++++ MATERIAL TO PROCESS

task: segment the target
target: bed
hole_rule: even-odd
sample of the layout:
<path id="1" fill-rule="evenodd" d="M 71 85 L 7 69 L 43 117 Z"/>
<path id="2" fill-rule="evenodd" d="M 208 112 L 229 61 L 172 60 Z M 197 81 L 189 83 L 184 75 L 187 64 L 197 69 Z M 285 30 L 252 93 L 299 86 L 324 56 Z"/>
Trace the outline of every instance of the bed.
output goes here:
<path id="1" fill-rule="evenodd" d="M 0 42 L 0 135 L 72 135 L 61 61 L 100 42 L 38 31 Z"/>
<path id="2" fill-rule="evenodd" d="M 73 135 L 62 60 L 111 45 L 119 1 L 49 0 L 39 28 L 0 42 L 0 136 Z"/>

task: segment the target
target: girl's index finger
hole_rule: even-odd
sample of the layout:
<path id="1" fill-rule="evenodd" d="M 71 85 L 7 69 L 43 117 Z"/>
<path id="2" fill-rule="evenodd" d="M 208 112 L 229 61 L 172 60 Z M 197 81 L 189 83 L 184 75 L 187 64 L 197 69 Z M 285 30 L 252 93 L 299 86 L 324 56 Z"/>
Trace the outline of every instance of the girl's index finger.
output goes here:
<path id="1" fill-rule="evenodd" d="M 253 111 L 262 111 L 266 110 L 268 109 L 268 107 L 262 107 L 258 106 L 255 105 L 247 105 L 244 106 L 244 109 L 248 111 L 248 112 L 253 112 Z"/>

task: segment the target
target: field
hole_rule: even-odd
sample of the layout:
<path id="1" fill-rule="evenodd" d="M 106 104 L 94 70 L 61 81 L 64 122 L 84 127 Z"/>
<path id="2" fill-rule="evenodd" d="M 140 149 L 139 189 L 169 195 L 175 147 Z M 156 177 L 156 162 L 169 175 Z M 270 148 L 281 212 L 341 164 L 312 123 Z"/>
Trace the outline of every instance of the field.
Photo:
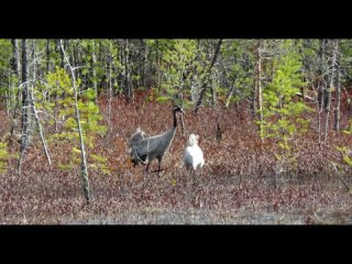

++++++++

#### AIM OF THE EXERCISE:
Copy out all lines of the records that contain the word "every". Match case exactly.

#### WRITTEN REPLY:
Trace the outline of every instance of the bed.
Trace the outline of every instance of the girl's index finger.
Trace the outline of every instance of the field.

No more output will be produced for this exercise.